----- EXTRACTED INFORMATION

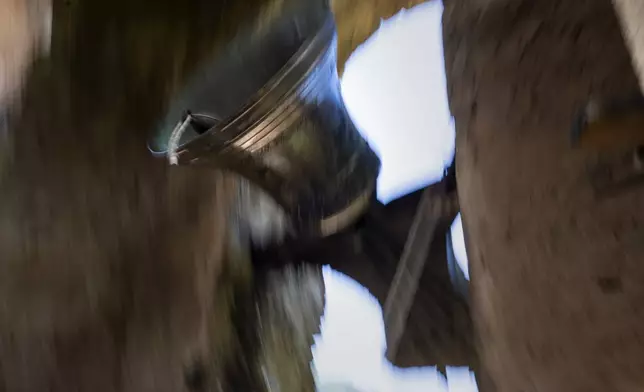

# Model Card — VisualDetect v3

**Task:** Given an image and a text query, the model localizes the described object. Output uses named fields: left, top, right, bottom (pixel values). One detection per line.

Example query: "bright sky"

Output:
left=314, top=0, right=477, bottom=392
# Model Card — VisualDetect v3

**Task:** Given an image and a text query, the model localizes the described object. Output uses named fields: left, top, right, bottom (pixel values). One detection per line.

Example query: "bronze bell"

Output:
left=150, top=6, right=380, bottom=236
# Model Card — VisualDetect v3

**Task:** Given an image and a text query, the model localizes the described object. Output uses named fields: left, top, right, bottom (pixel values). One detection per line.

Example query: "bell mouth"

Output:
left=149, top=7, right=336, bottom=162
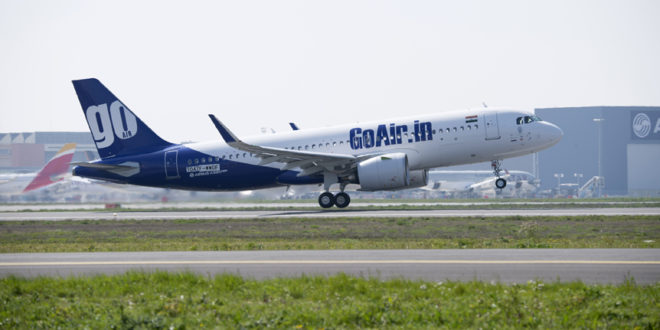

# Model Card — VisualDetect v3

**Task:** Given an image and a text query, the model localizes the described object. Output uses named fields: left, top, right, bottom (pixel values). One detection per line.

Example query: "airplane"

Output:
left=0, top=143, right=76, bottom=194
left=422, top=170, right=540, bottom=197
left=73, top=78, right=563, bottom=208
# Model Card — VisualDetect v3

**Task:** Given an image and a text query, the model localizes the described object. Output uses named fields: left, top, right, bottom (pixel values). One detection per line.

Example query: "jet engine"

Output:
left=357, top=153, right=428, bottom=191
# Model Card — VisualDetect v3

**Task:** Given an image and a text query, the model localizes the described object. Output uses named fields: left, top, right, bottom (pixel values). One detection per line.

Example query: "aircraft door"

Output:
left=165, top=150, right=179, bottom=179
left=484, top=111, right=500, bottom=140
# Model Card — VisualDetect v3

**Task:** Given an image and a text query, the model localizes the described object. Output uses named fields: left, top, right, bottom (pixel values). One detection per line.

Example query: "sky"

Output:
left=0, top=0, right=660, bottom=142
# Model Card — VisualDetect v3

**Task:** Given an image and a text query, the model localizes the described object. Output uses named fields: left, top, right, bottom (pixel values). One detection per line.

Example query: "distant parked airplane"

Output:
left=0, top=143, right=76, bottom=193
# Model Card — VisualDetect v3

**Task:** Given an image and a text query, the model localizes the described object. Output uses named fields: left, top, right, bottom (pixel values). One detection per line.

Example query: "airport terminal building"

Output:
left=0, top=132, right=98, bottom=173
left=422, top=106, right=660, bottom=197
left=532, top=106, right=660, bottom=197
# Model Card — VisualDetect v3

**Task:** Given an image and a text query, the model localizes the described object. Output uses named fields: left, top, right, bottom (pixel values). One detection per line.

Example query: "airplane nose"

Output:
left=545, top=123, right=564, bottom=144
left=552, top=124, right=564, bottom=142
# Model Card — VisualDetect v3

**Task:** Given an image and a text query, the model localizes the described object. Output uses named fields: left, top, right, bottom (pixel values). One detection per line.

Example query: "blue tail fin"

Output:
left=73, top=78, right=172, bottom=159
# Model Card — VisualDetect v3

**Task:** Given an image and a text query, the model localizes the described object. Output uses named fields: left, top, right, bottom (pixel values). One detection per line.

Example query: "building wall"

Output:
left=0, top=132, right=98, bottom=172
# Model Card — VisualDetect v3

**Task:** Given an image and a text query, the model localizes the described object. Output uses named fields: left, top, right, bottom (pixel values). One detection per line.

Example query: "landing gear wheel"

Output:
left=319, top=191, right=335, bottom=209
left=335, top=192, right=351, bottom=209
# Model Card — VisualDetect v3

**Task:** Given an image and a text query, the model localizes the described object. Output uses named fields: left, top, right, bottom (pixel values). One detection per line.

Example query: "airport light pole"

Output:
left=555, top=173, right=564, bottom=194
left=573, top=173, right=583, bottom=188
left=593, top=118, right=605, bottom=197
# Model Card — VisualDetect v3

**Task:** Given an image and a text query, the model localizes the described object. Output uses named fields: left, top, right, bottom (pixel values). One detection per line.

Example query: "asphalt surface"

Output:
left=0, top=207, right=660, bottom=221
left=0, top=249, right=660, bottom=284
left=0, top=199, right=658, bottom=212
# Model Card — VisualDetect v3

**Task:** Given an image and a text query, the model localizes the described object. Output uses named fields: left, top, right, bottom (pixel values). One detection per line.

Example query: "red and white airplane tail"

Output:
left=23, top=143, right=76, bottom=193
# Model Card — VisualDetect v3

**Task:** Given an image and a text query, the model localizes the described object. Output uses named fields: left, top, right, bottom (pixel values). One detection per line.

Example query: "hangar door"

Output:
left=628, top=144, right=660, bottom=196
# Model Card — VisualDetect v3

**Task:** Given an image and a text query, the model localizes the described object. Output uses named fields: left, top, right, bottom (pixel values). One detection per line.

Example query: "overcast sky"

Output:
left=0, top=0, right=660, bottom=142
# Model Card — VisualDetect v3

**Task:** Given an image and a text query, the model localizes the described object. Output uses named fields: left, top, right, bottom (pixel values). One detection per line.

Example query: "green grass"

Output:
left=0, top=272, right=660, bottom=329
left=0, top=216, right=660, bottom=253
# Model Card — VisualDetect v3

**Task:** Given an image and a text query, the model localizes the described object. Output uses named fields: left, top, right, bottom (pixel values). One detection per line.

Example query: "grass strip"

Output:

----------

INSTRUCTIONS FOR THE TASK | Rewrite the stretch from the start of the records through the line containing "left=149, top=7, right=336, bottom=162", changing "Example query" to "Sample query" and keeping everything else the same. Leave the pictures out of your answer.

OUTPUT OF THE TASK |
# Model Card — VisualDetect v3

**Task:** Given an image and a text query, the model localizes the described object. Output uses named fields: left, top, right, bottom (pixel values). One detection per line.

Sample query: "bright sky"

Output:
left=314, top=0, right=477, bottom=392
# Model Card — VisualDetect v3

**Task:** Given an image and a text query, the model localizes the described object. Output uses named fields: left, top, right, bottom (pixel values). One detection per line.

Sample query: "bronze bell"

Output:
left=150, top=6, right=380, bottom=236
# Model Card — VisualDetect v3

**Task:** Given an image and a text query, the model localizes the described object. Output uses named fields: left, top, right, bottom (pixel values). One detection per line.

Sample query: "bell mouth"

Output:
left=149, top=7, right=336, bottom=162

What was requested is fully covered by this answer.